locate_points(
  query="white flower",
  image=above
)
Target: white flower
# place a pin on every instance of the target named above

##############################

*What to produce:* The listing above is to be restated word for word.

*Result for this task:*
locate_points(
  query="white flower",
  image=above
)
Target: white flower
# place a pin on every instance of the target named above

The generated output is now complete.